Write out every one of the items below word for word, with no changes.
Begin Data records
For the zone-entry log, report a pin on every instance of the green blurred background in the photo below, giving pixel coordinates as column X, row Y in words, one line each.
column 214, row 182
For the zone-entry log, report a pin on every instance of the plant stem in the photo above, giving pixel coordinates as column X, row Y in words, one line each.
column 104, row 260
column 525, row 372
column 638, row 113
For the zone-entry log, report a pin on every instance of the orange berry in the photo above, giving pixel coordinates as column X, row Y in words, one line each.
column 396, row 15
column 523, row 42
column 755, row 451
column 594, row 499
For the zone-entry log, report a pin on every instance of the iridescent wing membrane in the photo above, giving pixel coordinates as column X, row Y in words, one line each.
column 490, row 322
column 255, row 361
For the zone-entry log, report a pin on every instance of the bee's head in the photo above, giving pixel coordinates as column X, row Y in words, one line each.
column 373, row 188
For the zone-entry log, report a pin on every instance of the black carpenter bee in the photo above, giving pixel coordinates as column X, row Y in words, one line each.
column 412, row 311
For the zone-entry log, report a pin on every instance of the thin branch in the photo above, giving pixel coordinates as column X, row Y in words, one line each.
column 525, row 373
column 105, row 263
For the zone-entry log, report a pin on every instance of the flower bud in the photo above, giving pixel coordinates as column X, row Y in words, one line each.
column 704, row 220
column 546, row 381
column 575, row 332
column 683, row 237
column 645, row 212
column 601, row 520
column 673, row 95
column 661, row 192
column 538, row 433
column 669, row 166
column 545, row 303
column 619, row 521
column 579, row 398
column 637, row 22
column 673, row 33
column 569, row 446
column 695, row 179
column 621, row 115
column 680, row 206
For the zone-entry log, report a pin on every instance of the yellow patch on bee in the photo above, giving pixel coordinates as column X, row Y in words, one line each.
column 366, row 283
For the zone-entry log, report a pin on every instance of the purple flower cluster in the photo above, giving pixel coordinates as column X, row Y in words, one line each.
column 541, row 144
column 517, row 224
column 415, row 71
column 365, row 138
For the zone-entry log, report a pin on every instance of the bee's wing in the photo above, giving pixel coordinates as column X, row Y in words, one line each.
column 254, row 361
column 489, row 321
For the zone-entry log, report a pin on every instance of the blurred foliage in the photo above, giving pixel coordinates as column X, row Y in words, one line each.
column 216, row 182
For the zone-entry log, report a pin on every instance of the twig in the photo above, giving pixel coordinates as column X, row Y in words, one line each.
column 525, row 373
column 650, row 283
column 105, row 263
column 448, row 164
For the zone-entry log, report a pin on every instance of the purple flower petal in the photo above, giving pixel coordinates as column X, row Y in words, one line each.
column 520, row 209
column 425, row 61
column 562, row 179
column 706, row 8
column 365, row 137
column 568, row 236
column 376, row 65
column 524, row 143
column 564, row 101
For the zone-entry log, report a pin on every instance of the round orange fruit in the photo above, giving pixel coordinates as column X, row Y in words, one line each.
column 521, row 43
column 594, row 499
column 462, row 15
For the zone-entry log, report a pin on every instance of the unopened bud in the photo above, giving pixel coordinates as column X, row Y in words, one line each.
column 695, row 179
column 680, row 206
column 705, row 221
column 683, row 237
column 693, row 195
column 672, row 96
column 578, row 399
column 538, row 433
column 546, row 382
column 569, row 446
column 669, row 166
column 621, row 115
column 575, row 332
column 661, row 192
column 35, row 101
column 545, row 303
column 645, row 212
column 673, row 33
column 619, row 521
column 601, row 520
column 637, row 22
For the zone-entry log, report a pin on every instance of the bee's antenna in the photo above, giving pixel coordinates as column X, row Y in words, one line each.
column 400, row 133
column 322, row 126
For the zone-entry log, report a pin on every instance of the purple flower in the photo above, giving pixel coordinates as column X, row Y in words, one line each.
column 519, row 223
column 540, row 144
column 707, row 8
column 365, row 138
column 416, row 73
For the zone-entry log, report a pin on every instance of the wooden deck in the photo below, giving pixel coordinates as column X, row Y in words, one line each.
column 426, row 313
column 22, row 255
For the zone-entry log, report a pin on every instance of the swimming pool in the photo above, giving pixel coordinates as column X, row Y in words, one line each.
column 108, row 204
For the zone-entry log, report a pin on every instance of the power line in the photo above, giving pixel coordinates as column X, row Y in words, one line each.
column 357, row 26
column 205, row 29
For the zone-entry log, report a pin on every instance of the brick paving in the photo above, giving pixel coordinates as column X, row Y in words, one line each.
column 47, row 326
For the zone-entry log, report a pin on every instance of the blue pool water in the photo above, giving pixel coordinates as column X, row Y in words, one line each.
End Data records
→ Output for this task:
For the zone-entry log, report a pin on every instance of the green blurred background in the photo below, giving pixel coordinates as column X, row Y in words, one line each.
column 214, row 182
For the zone-entry log, report a pin on every instance of the plant stem in the photo above, giving pixel coordinates as column X, row Y in words, one line each.
column 104, row 260
column 525, row 372
column 638, row 113
For the zone-entry log, report a pin on every instance of the orange berry in the photo above, giving pixel coordinates as column X, row Y in words, one line each.
column 396, row 15
column 523, row 42
column 755, row 451
column 594, row 499
For the zone-entry log, report a pin on every instance of the iridescent wing membrane in the photo above, giving pixel coordinates as column X, row Y in words, one line each.
column 490, row 322
column 255, row 361
For the zone-entry log, report a pin on every instance of the bee's head in the photo above, giving pixel coordinates as column X, row Y in words, one line each.
column 373, row 188
For the zone-entry log, report a pin on every instance of the black carpenter bee in the photo above, giving pixel coordinates as column X, row Y in words, one line each.
column 412, row 311
For the zone-entry log, report a pin on every instance of the thin branch in the photo above, giving pixel coordinates as column X, row Y in words, one line each.
column 525, row 373
column 105, row 263
For the zone-entry log, report a pin on every instance of the flower bud in the photo above, giving pixel coordinates as column X, row Y in words, one line each.
column 704, row 220
column 546, row 381
column 575, row 332
column 683, row 237
column 645, row 212
column 601, row 520
column 673, row 95
column 661, row 192
column 538, row 433
column 669, row 166
column 545, row 303
column 619, row 521
column 579, row 398
column 637, row 22
column 673, row 33
column 569, row 446
column 695, row 179
column 621, row 115
column 680, row 206
For the zone-entry log, report a pin on every instance of the yellow patch on bee in the photo above, giving pixel coordinates as column X, row Y in words, one line each.
column 366, row 283
For the zone-entry log, report a pin on every instance of the purple flower cluster in the photo above, giving pixel coordinates as column X, row Y in words, one line each.
column 541, row 144
column 517, row 224
column 415, row 71
column 365, row 138
For the zone-entry log, report a pin on every instance of the bee's wing in the photo above, giving pixel coordinates as column X, row Y in words, one line each.
column 254, row 361
column 489, row 321
For the zone-entry log, report a pin on every instance of the blurred foliage in the photo above, giving pixel coordinates as column X, row Y in words, one line each.
column 216, row 182
For the zone-entry log, report a pin on every instance of the twig in the photo above, giving pixel coordinates as column X, row Y in words, one line each.
column 525, row 373
column 650, row 283
column 105, row 263
column 448, row 164
For the zone-entry log, report a pin on every instance of the purple flower petal in the photo above, giving pixel coordinates as column X, row Y in words, one line each.
column 520, row 209
column 425, row 61
column 562, row 179
column 706, row 8
column 365, row 137
column 568, row 236
column 376, row 65
column 524, row 143
column 564, row 101
For the zone-entry log, report a pin on every instance of the round orange fruit in the photo above, giving pixel coordinates as column X, row Y in words, one line each.
column 521, row 43
column 594, row 499
column 462, row 15
For the zone-entry log, report a pin on every instance of the unopened bud in the photo above, giving pixel coordinates as column X, row Y in words, one line each.
column 695, row 179
column 680, row 206
column 705, row 221
column 683, row 237
column 693, row 195
column 672, row 96
column 578, row 399
column 538, row 433
column 546, row 382
column 569, row 446
column 669, row 166
column 621, row 115
column 575, row 332
column 661, row 192
column 35, row 101
column 545, row 303
column 645, row 212
column 673, row 33
column 619, row 521
column 601, row 520
column 637, row 22
For the zone-entry log, report a pin on every instance of the bee's antenna in the photo above, giving pixel coordinates as column X, row Y in words, one line each.
column 400, row 133
column 322, row 126
For the zone-entry log, report a pin on every instance of the purple flower in the photo above, giving pixel coordinates as column X, row Y in words, one line each.
column 519, row 223
column 540, row 144
column 707, row 8
column 365, row 138
column 416, row 73
For the zone-entry log, report a pin on every instance of the wooden deck in the photo below, giving pixel coordinates as column X, row Y in words, one line each.
column 426, row 313
column 22, row 255
For the zone-entry log, report a pin on every instance of the swimming pool in the photo above, giving pixel coordinates as column X, row Y in words, one line each.
column 108, row 204
For the zone-entry log, report a pin on every instance of the power line in the photo above, giving pixel coordinates as column X, row Y in words, one line each.
column 357, row 26
column 205, row 29
For the zone-entry log, report a pin on every instance of the brick paving in the photo above, giving pixel coordinates as column X, row Y in words, one line each.
column 47, row 326
For the zone-entry log, report a pin on every instance of the blue pool water in the photo above, giving pixel coordinates as column X, row Y in words, one line each.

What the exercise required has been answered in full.